▸ PROBLEM: Show every line in the entries that contains the word "blurred", matching case exactly.
# AVAILABLE RECORDS start
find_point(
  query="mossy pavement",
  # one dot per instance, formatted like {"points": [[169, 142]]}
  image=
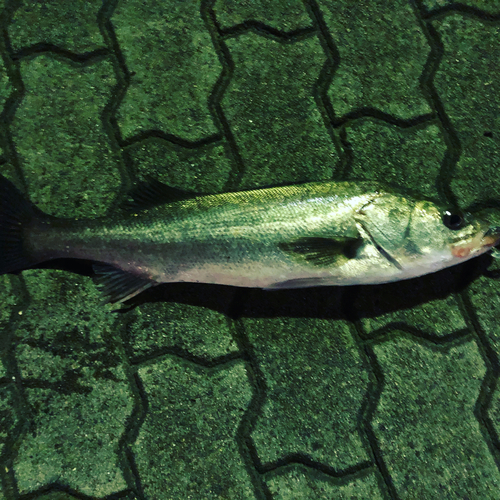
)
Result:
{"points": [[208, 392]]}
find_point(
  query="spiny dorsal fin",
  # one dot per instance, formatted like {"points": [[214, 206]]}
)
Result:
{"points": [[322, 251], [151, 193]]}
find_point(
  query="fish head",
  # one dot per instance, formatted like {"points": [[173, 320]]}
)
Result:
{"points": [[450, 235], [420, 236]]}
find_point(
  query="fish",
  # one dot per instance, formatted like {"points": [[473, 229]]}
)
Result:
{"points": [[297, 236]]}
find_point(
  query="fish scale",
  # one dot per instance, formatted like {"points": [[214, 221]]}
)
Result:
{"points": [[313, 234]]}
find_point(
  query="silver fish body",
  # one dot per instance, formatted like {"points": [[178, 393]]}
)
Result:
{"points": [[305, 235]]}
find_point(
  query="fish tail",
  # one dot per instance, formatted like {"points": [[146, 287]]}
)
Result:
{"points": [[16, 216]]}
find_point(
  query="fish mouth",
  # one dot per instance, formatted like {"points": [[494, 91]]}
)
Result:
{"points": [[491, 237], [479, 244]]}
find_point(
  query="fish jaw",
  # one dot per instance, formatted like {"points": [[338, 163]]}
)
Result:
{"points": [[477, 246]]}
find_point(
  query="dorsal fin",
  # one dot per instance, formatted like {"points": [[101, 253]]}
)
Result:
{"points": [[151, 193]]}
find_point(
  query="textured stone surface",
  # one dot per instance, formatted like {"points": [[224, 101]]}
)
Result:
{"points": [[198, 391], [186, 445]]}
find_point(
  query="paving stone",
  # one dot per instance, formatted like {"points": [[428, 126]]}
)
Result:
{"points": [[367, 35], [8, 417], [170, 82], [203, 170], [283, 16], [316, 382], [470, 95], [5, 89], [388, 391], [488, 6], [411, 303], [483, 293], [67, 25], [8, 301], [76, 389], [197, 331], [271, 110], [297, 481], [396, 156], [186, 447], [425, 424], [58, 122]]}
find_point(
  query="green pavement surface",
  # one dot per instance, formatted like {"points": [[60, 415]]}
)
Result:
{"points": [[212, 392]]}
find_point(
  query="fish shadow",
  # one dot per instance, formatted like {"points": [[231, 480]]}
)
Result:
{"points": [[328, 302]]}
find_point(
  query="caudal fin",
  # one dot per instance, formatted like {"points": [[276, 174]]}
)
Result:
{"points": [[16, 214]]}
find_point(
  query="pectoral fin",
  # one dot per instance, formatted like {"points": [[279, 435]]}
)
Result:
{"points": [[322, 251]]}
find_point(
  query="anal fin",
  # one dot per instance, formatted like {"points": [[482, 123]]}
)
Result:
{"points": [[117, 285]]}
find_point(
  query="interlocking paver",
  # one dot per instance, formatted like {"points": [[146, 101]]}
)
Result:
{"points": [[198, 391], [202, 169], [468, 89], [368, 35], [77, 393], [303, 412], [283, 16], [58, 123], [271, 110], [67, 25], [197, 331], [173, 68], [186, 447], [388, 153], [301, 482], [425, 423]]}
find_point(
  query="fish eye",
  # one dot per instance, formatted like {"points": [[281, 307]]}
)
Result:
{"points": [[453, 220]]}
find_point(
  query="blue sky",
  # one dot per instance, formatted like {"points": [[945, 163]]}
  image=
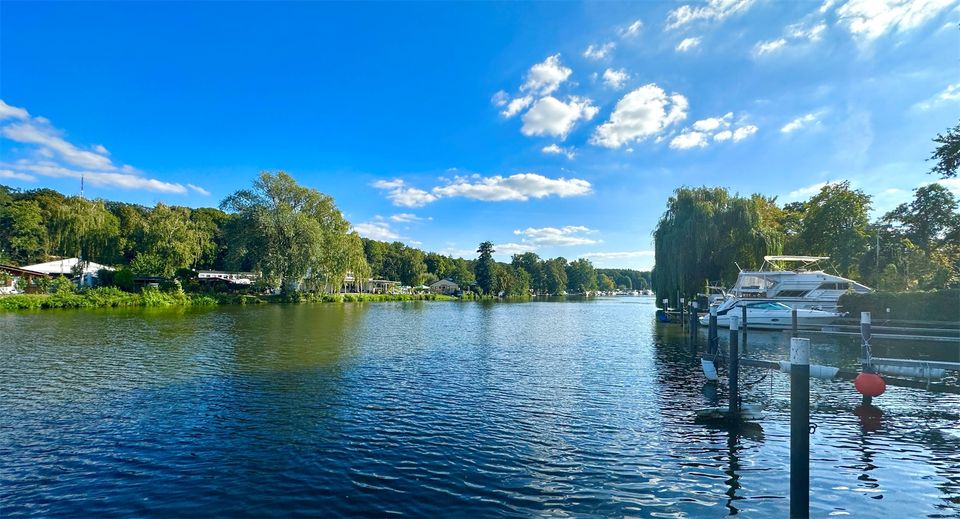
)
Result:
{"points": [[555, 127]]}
# AVAILABLE RECORDS end
# AVAILABLE RECORDS start
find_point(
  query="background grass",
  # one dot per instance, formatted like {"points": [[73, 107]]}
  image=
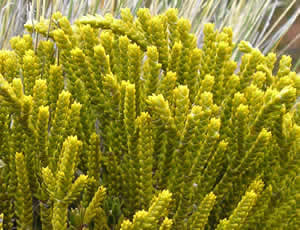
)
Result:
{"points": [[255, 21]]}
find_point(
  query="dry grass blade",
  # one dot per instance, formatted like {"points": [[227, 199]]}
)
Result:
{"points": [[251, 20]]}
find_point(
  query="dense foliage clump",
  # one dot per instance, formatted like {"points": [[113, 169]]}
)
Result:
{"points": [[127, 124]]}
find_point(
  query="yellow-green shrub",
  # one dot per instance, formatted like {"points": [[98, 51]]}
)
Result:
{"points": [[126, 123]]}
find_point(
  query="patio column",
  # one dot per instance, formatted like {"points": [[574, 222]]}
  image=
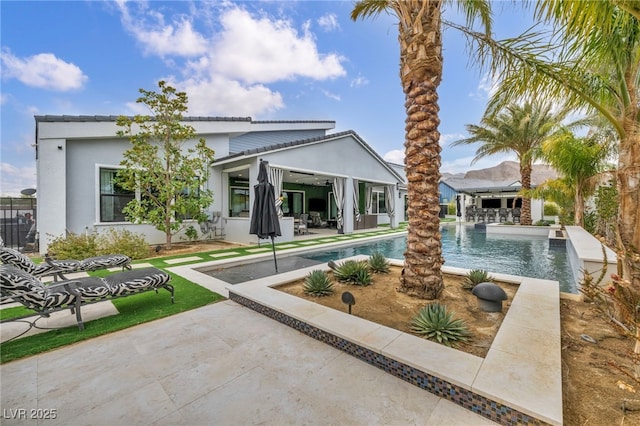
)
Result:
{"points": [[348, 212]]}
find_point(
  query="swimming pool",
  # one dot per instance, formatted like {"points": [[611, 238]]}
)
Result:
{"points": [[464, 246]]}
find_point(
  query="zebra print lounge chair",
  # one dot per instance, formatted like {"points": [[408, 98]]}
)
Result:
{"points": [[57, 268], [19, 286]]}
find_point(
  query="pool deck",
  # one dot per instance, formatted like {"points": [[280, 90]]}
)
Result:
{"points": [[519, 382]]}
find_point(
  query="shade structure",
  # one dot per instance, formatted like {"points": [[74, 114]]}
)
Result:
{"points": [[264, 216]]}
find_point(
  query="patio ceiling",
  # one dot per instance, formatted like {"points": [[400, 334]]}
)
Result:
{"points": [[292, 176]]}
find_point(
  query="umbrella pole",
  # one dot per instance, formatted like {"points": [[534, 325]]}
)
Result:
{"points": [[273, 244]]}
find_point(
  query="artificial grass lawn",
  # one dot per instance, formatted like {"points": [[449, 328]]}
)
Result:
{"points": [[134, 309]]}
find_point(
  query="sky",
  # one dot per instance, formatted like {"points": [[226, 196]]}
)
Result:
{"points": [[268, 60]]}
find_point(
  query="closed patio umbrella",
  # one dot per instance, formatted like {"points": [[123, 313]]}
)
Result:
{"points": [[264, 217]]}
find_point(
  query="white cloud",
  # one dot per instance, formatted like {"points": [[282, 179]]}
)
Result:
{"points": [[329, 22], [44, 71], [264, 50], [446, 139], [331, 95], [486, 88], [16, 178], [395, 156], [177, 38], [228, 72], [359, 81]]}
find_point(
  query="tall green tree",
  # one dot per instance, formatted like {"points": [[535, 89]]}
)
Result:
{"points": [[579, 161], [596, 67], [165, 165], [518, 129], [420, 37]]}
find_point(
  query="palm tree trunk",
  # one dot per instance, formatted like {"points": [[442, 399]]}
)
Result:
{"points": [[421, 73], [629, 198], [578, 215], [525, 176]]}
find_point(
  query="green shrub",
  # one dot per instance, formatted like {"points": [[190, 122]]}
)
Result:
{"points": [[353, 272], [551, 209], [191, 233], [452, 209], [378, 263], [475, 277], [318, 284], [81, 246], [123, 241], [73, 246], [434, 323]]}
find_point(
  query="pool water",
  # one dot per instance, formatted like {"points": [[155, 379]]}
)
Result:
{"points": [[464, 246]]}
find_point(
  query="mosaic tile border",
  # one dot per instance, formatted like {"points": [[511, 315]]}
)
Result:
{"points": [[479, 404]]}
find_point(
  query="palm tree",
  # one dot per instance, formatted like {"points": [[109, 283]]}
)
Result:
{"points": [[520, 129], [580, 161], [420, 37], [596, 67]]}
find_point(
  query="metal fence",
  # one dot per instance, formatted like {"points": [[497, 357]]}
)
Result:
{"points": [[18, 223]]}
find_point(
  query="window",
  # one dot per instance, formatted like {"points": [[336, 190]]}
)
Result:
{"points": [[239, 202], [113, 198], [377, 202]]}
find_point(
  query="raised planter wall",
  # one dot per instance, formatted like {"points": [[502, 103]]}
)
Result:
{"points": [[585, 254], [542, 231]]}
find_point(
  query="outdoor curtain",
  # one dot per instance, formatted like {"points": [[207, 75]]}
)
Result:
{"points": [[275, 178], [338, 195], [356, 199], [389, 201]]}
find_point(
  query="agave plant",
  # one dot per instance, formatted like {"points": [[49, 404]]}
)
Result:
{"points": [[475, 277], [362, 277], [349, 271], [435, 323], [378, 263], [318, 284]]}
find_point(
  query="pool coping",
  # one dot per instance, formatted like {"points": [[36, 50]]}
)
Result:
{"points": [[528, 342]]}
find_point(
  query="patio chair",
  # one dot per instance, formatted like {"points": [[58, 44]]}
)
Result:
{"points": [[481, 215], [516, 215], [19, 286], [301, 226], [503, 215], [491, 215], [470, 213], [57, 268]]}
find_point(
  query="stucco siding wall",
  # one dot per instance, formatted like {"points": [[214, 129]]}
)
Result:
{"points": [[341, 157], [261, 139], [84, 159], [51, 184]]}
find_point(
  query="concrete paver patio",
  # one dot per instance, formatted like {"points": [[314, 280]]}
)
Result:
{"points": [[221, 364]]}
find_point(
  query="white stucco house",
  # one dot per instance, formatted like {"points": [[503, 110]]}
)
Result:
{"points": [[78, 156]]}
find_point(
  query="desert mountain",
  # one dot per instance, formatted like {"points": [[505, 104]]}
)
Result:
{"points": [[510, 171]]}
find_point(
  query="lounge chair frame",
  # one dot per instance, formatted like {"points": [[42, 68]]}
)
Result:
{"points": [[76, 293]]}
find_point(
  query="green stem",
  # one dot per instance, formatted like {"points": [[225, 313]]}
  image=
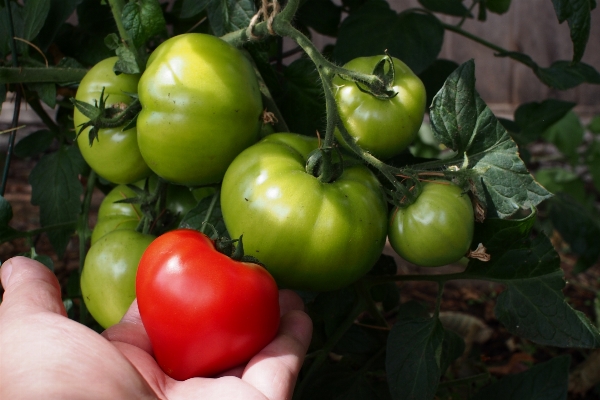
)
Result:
# AVAILABLE RECORDS end
# AVAILABLE RECORDS start
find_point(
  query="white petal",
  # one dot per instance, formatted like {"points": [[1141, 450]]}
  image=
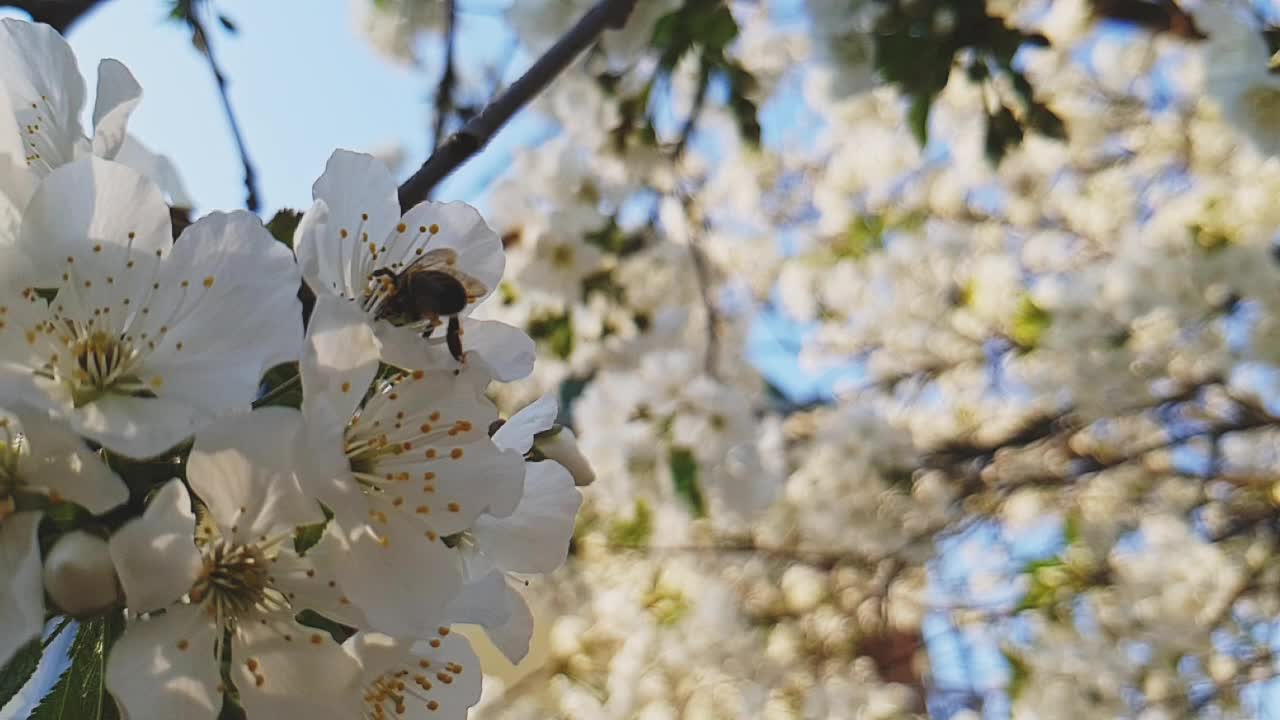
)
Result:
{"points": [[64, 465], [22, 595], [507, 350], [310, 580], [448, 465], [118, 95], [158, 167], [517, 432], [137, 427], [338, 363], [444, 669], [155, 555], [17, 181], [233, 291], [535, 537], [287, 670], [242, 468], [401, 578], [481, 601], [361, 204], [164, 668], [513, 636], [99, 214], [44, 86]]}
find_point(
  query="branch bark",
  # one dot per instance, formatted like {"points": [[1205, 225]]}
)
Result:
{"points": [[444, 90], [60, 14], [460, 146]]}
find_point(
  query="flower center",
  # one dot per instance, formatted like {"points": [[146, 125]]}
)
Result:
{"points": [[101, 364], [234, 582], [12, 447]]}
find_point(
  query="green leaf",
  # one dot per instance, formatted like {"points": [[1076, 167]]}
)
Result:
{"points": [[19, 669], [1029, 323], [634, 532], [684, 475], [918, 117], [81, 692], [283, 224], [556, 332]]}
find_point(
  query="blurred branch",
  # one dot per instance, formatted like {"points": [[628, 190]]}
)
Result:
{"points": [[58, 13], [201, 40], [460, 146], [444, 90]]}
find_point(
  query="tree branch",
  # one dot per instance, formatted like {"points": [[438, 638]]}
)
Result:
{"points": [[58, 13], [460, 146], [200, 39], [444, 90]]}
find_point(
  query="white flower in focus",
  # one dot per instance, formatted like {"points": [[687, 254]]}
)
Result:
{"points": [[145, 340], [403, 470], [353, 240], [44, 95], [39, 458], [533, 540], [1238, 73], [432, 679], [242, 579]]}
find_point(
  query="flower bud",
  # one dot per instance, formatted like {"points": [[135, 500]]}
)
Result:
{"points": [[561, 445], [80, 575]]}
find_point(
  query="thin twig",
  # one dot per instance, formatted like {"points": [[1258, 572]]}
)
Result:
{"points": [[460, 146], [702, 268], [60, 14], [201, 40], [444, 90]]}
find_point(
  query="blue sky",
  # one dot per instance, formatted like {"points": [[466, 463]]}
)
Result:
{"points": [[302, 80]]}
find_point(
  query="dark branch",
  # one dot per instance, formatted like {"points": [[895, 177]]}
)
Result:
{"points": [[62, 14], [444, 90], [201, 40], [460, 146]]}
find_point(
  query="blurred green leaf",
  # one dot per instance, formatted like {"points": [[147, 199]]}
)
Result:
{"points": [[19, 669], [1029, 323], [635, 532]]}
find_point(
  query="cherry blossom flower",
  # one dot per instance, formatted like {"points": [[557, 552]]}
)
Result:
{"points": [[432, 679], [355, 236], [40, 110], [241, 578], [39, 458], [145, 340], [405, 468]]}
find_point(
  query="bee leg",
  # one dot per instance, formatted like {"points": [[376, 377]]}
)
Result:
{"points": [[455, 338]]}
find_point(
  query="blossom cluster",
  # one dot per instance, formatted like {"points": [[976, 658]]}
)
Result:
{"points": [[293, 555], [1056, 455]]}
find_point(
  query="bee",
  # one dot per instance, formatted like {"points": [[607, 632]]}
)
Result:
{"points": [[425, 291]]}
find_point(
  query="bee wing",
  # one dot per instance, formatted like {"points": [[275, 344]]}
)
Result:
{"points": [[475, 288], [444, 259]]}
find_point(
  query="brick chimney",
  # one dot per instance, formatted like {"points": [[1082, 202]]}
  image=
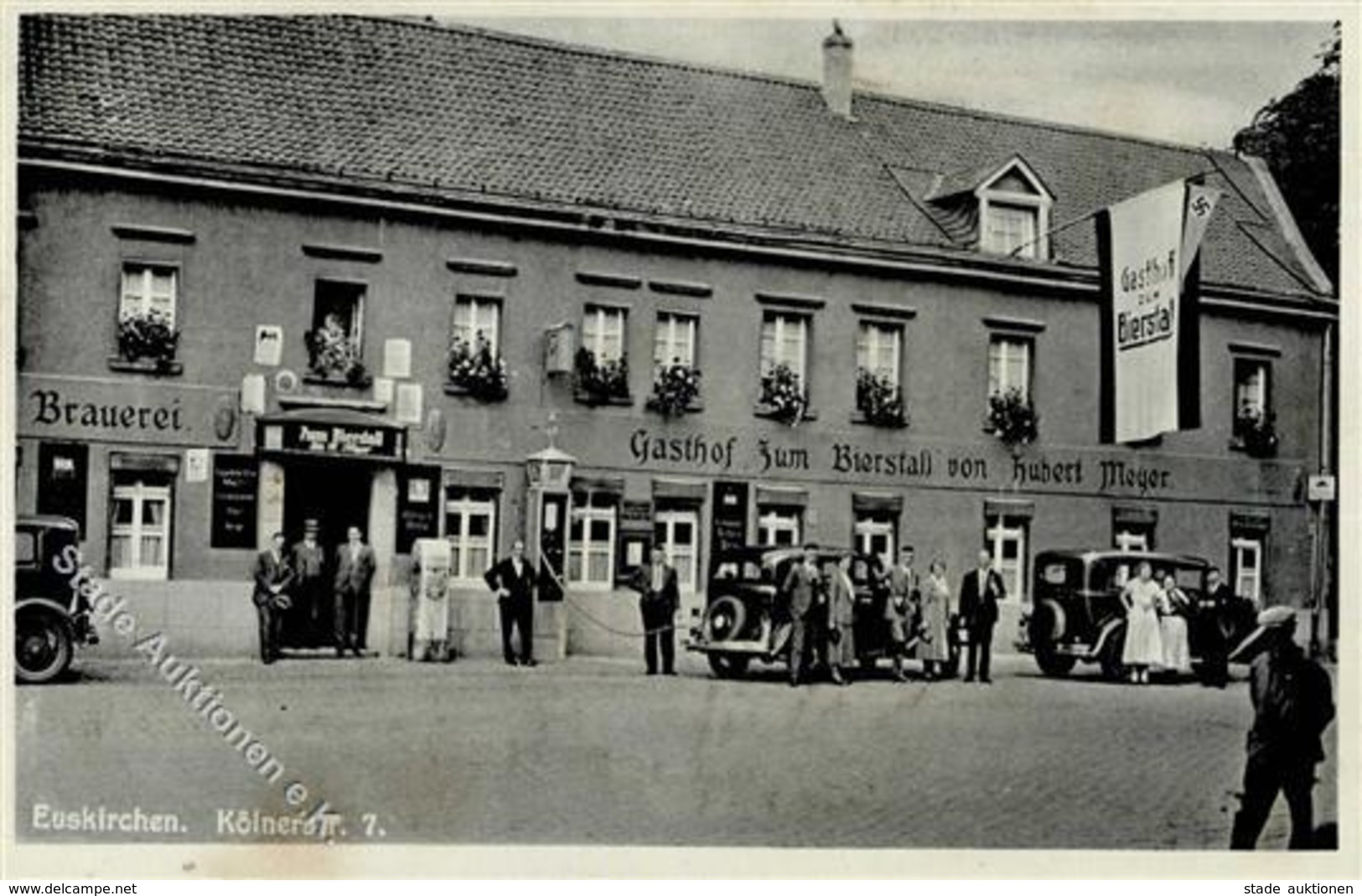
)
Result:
# AVAILABLE RECORDS end
▸ PROBLEM SOLUTION:
  query="blurred branch",
  query="blurred green leaf",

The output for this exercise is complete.